▶ [Work to complete]
A: In the field delineation blog post, which country's data was the first version of the algorithm trained on?
B: Please carry on the field delineation blog post from its final sentence.

▶ [Text segment]
Automatic field delineation: New release

Published in

Sentinel Hub Blog

13 min readSep 25, 2023

We have released a new version of our automatic field delineation algorithm for Sentinel-2 imagery, with an improved workflow and accuracy. We detail here the research and development voyage that led to the new version.

Written by Devis Peressutti. Work done by Nejc Vesel, Matej Batič, Matic Lubej, Nika Oman Kadunc, Sara Verbič, Žiga Lukšič, and Devis Peressutti.

Time flies! It’s been already three years since we released the first version (V1) of our automatic field delineation (FD) algorithm. A lot has happened since, and we surely have not been idle. In this blog-post we report on the major research and development activities that led to the release of the second version (V2) of the algorithm. First things first.

What is field delineation and why do you need it?

Field delineation, for us, refers to the process of automatically tracing the boundaries of agricultural parcels from satellite or aerial imagery. We consider an agricultural parcel as a spatially homogeneous land unit used for agricultural purposes, where a single crop is grown. The result of the FD is a set of closed vector polygons marking the extent of each agricultural parcel. Such polygons are the input to a multitude of applications, ranging from the management of agricultural resources, such as the Area Monitoring for the Common Agricultural Policy, to precision farming, to the estimation of damages to crop yield due to natural (e.g. drought, floods), and human-made disasters (e.g. war). Automatic estimation of parcels with high fidelity in a timely manner allows therefore to characterize the changes of agricultural landscapes due to anthropogenic activities, agricultural practices, and climate change consequences.

The underlying assumption of FD is that boundaries of agricultural parcels are visible and spatially resolvable from remotely sensed imagery. The first version of the algorithm used Sentinel-2 imagery, and we have since trained and validated the algorithm also on Planet Scope imagery and on aerial imagery. While the spatial, spectral, temporal resolution, and spectral range differ greatly between data sources, therefore affecting the smallest resolvable agricultural parcel, the FD algorithm and workflow does not change.

How does it work?

In a nutshell, the algorithm leverages the similarity of spatial, spectral, and temporal properties of pixels belonging to the same field. We use a deep neural network based on the popular U-net architecture to estimate the parcel’s extent, boundary, and the distance of the segmented image pixels to the boundary. We then combine the estimated probability images, either from a single temporal image or from a time series of images, into a single pseudo-probability image representing the extent of the parcels. In post-processing, the image prediction is converted into vector format, where each polygon represents the extent of homogeneous agricultural parcels.

What is new?

Many things!

As a reminder, V1 was trained on data from Lithuania. Since its release, we have applied V1 on more than 1 million square kilometers, delineating agricultural parcels in Europe and North America. Some noteworthy examples include estimating parcels for Ukraine (for the past 7 years), as well as for Germany, Hungary, Spain, Lithuania and Canada. We received positive feedback and constructive criticism, which has led to the improvements of V2.

We have improved many steps of the workflow, both the training and the inference phase, with the main aim of improving the accuracy of the results, and reducing the noise and uncertainty associated with some steps of the workflow.

Fig 1. Schematic representation of the improved training phase of FD V2. New or improved steps are shown in red. The blobby area-of-interest is fictional.

▶ [Recorded data]
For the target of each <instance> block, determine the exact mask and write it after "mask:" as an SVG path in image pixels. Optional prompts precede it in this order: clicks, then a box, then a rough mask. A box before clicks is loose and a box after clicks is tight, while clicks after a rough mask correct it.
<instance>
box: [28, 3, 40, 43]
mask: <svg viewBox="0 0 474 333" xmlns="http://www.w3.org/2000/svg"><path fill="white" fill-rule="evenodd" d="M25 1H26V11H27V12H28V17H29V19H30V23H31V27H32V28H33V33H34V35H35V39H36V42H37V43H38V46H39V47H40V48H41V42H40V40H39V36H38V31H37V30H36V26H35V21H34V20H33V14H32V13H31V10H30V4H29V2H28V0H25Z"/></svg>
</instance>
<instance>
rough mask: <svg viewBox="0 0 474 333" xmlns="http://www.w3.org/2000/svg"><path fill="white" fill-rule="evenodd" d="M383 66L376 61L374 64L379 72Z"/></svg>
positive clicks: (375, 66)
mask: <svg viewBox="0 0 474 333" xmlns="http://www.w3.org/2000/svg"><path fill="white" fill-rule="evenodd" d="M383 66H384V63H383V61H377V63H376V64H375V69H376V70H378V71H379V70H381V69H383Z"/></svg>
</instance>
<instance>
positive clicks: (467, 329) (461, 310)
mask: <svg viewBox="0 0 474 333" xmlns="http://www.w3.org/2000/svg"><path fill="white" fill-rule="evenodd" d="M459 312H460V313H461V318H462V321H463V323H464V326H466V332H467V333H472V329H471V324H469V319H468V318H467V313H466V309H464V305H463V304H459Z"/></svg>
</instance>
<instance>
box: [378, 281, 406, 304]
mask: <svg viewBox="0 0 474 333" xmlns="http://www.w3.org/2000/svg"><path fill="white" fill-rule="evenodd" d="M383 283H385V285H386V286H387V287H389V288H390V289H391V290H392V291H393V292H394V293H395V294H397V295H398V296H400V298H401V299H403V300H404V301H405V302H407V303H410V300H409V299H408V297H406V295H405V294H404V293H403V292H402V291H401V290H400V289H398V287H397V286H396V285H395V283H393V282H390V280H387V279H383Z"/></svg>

▶ [Results in order]
A: Lithuania.

B:
Fig. 1 shows the improved training phase. As opposed to V1, we considered imagery and reference data from the whole European continent. All imagery was downloaded through Sentinel Hub APIs. We used the AI4Boundaries and EuroCrops label datasets as source of ground-truth, and sampled locations to obtain stratified samples across geographical locations and crop-types. To reduce the sources of noise present in the training dataset, we applied two new steps, namely co-registration of the image series, and automatic curation of the reference data. Finally, we added a super-resolution layer to our U-net architecture to produce estimates of extent and boundaries at 4x smaller pixel size than the input image — for example, given the four B02, B03, B04, and B08 Sentinel-2 bands at 10 m pixel size, the network estimates parcel boundaries at 2.5 m. The neural network is then trained following hyper-parameter optimization. And ta-da, the weights of the V2 architecture are ready for inference.

Fig 2. Schematic representation of the inference phase of FD V2. New or improved steps are shown in red.

Fig. 2 shows an exemplary scheme for the inference phase. Given the area-of-interest (AOI) and time-of-interest (TOI), we forward a batch processing API request to Sentinel Hub, which scales the download of the desired input imagery. For each cell of the grid used by the service, we optionally co-register images to reduce misalignments, we normalize them to center the reflectance values to the sensitive range of the deep network, and finally we input them to the U-net network with the pre-trained weights. The network outputs the estimates for the extent, boundary and distance to boundary of each detected agricultural parcel for each input timestamp of the time-series. We then temporally and spatially merge such estimates to obtain a single image which is contoured to derive the polygons outlining each agricultural parcel. Polygons estimated for each cell in the grid are then harmonized and merged to obtain a single vector map covering the input AOI.

The complete list of improvements for V2 over V1 is as follows:

Europe-wide normalization of satellite imagery, to improve convergence and generalization of the deep network;
Co-registration of input satellite time-series to reduce frame-to-frame misalignments;
Use of open data from the AI4Boundaries and EuroCrops label datasets, which provide reference data of agricultural parcels for some European countries;
Automatic curation of reference data;
Super-resolution of estimated probability maps for the parcels’ extent, boundary and distance to boundary;
Optional “rectangularization” of estimated parcels;
Automation of execution.

The following paragraphs briefly describe the aim of each of the applied improvements.

Band normalization

Fig 3. Visual examples of different normalization methods evaluated against the convergence of the deep neural network and the achievable accuracy. Normalization values are computed over Europe.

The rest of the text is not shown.